------ SOURCE PASSAGE ------

- Other names: Hobnail hemangioma
- Specialty: Dermatology

= Targetoid hemosiderotic hemangioma =

Targetoid hemosiderotic hemangioma, also known as a hobnail hemangioma, is a skin condition characterized by a central brown or purplish papule that is surrounded by an ecchymotic halo. It may appear similar to melanoma. It was first described by Santa Cruz and Aronberg in 1988.

== Signs and symptoms ==
Targetoid hemosiderotic hemangioma manifests as a single, tiny, reddish-violaceous to brown targetoid lesion that can grow centrifugally in the acute phase is encircled by a hemorrhagic halo. The halo may vanish in later phases, leaving just a central papule. There have been reports of certain cases without targetoid development. Targetoid hemosiderotic hemangioma typically develops over the trunk and extremities. The majority of these lesions have a diameter of less than 1 cm.

== Causes ==
Although the precise etiology of targetoid hemosiderotic hemangioma is uncertain, trauma has been suggested as one of the primary causes of the targetoid look. Trauma may result in the production of microshunts, wherein the capillary pressure fills the lesion's lymph spaces with erythrocytes, hence promoting the formation of aneurysmal microstructures. There would be interstitial hemosiderin deposits, fibrosis, and inflammation if certain efferent lymphatic veins were blocked. These tumors may potentially be amplified by hormones.

------

[TASK SET]
a) In the hemangioma passage, who first described targetoid hemosiderotic hemangioma, and in what year?
b) Reproduce the portion of the hemangioma passage starting at "Targetoid hemosiderotic hemangioma, also" and ending at "less than 1 cm.".

------ LISTED RECORDS ------

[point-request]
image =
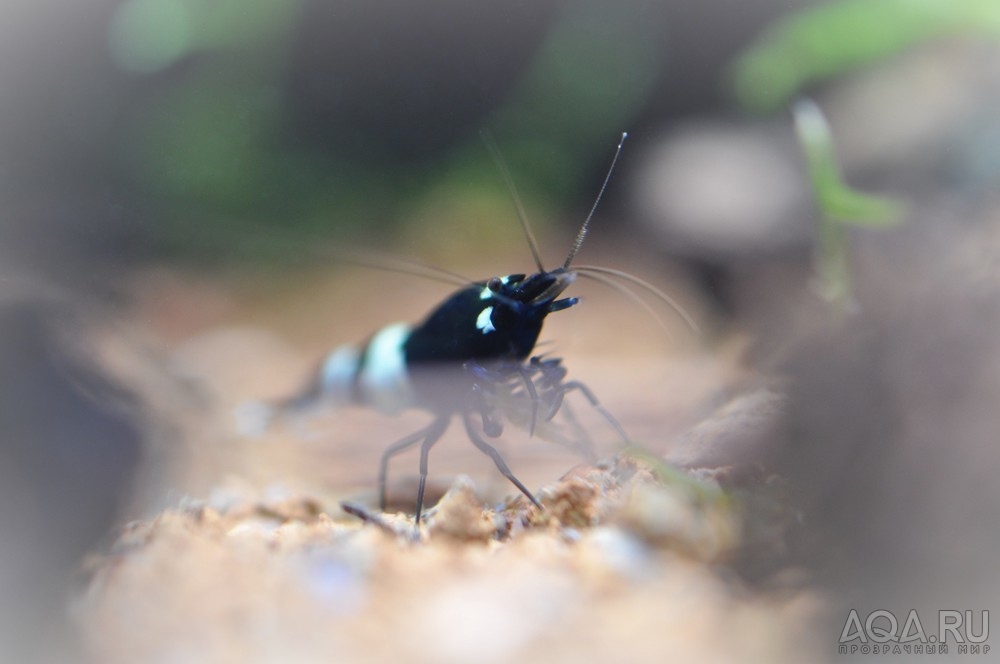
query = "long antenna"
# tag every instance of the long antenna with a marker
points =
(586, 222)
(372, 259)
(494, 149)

------
------ LISTED RECORDS ------

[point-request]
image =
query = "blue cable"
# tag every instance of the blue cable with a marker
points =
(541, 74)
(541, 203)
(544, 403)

------

[ANSWERS PER TASK]
a) Santa Cruz and Aronberg first described it in 1988.

b)
Targetoid hemosiderotic hemangioma, also known as a hobnail hemangioma, is a skin condition characterized by a central brown or purplish papule that is surrounded by an ecchymotic halo. It may appear similar to melanoma. It was first described by Santa Cruz and Aronberg in 1988.

== Signs and symptoms ==
Targetoid hemosiderotic hemangioma manifests as a single, tiny, reddish-violaceous to brown targetoid lesion that can grow centrifugally in the acute phase is encircled by a hemorrhagic halo. The halo may vanish in later phases, leaving just a central papule. There have been reports of certain cases without targetoid development. Targetoid hemosiderotic hemangioma typically develops over the trunk and extremities. The majority of these lesions have a diameter of less than 1 cm.